Please transcribe the entries below without omitting a single character.

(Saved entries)
::::::::

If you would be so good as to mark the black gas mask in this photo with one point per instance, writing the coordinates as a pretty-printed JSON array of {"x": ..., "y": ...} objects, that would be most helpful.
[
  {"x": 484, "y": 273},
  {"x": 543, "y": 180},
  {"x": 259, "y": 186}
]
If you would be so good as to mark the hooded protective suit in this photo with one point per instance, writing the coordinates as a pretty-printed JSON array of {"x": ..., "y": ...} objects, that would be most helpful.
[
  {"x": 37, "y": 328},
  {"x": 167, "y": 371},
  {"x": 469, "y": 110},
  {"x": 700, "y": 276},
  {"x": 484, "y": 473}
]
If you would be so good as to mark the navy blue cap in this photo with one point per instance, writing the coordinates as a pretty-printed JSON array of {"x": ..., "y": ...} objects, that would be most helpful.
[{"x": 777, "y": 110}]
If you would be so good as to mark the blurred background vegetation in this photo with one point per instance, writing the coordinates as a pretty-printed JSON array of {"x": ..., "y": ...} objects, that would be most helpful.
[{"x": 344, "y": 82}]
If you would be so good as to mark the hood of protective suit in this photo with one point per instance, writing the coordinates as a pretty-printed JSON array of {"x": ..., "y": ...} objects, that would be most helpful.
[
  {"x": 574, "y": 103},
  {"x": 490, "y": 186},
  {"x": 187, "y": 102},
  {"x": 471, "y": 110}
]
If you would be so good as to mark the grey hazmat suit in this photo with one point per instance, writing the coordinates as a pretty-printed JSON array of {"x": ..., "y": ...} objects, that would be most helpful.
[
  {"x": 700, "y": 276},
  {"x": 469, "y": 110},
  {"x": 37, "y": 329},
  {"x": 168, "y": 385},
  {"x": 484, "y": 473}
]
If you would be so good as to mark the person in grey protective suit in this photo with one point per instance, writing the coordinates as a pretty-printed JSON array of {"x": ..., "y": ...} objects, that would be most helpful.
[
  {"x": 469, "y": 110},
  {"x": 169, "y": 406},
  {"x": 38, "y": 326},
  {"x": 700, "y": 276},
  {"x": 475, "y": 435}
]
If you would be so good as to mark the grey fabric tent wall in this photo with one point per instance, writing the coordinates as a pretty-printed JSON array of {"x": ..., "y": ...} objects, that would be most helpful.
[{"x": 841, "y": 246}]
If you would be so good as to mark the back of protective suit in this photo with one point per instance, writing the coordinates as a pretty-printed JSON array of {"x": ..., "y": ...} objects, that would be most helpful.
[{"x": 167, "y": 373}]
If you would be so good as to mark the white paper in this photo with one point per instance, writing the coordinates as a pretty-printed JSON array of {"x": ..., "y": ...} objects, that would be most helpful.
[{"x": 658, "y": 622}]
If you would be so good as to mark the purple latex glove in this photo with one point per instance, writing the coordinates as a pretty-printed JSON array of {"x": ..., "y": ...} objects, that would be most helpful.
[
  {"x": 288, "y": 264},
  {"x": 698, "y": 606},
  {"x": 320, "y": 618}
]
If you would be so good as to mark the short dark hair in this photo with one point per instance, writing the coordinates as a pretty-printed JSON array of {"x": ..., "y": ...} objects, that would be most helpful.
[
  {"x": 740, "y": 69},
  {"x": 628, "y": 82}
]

::::::::

» Completed task
If you would be so good as to mark the black gas mask in this photo with one point per instance, writing the coordinates as a pretty-printed JSON array of {"x": ..., "y": ...} objects, that would be most helpful.
[
  {"x": 484, "y": 273},
  {"x": 543, "y": 180},
  {"x": 259, "y": 186}
]
If you would be so good as to mark the hooded protective suit in this photo with one point per instance, writing the coordinates as a pretty-printed JSON array of {"x": ..., "y": ...} objects, that would be most helpful.
[
  {"x": 37, "y": 328},
  {"x": 167, "y": 371},
  {"x": 469, "y": 110},
  {"x": 700, "y": 276},
  {"x": 484, "y": 473}
]
If you would be so good as to mark the navy blue cap in this photo with one point per instance, writing the coordinates as a pretty-printed JSON array of {"x": ..., "y": ...} objects, that would be most helpful.
[{"x": 777, "y": 110}]
If you would be so good as to mark the blurred background vegetation in this photo with one point per instance, writing the coordinates as a pretty-printed JSON array of {"x": ..., "y": ...} objects, that would be most helpful.
[{"x": 344, "y": 82}]
If you would be so good as to mark the hood of protective suit in this photo with one point per instance, writing the coordinates as a pretty-printed JSON array of {"x": ..., "y": ...} objects, that would be most helpful.
[
  {"x": 574, "y": 103},
  {"x": 490, "y": 186},
  {"x": 187, "y": 102},
  {"x": 471, "y": 110}
]
If you would be so good as to mark the grey hazmat suit in this photo with one point per instance, writing the coordinates as a pretty-printed JSON array of {"x": ..., "y": ...} objects, that would be most helpful.
[
  {"x": 700, "y": 276},
  {"x": 469, "y": 110},
  {"x": 37, "y": 329},
  {"x": 168, "y": 385},
  {"x": 484, "y": 473}
]
If you would be so good as to mark the person in grey protective suit in this photo with one point per instance, writing the coordinates as a pretty-printed JSON array of {"x": ..., "y": ...} objects, that would be most helpful.
[
  {"x": 469, "y": 110},
  {"x": 169, "y": 406},
  {"x": 38, "y": 326},
  {"x": 700, "y": 276},
  {"x": 475, "y": 435}
]
If you would be so good as to mark the grey fabric tent wall in this photo with one point per instance, writing the coordinates as a pretty-printed JSON array of {"x": ..., "y": ...} objects, that would be most helpful.
[{"x": 841, "y": 246}]
If you would be so good as to mark the back of protective suit in this photo with one point per instance, writing the coordinates as a pretty-printed JSON array of {"x": ..., "y": ...} objects, that would be most helpful.
[{"x": 167, "y": 373}]
If you would be so good as to mark the white paper in this photo with one point per instance, writing the coordinates as a pretty-printed JSON array of {"x": ..., "y": ...} objects, that would be most helpful.
[{"x": 658, "y": 622}]
If you would be so good as to mark the purple latex glove in this photo with one point per instance, writing the coordinates as a pretty-printed JSON array of {"x": ..., "y": ...} objects, that would be most helpful.
[
  {"x": 288, "y": 264},
  {"x": 698, "y": 606},
  {"x": 320, "y": 618}
]
If you would be so good as to mark the short dark hair in this photo with one point per instance, writing the coordinates as a pretty-printed JSON array of {"x": ..., "y": ...} objects, that would be most helpful.
[
  {"x": 740, "y": 69},
  {"x": 628, "y": 82}
]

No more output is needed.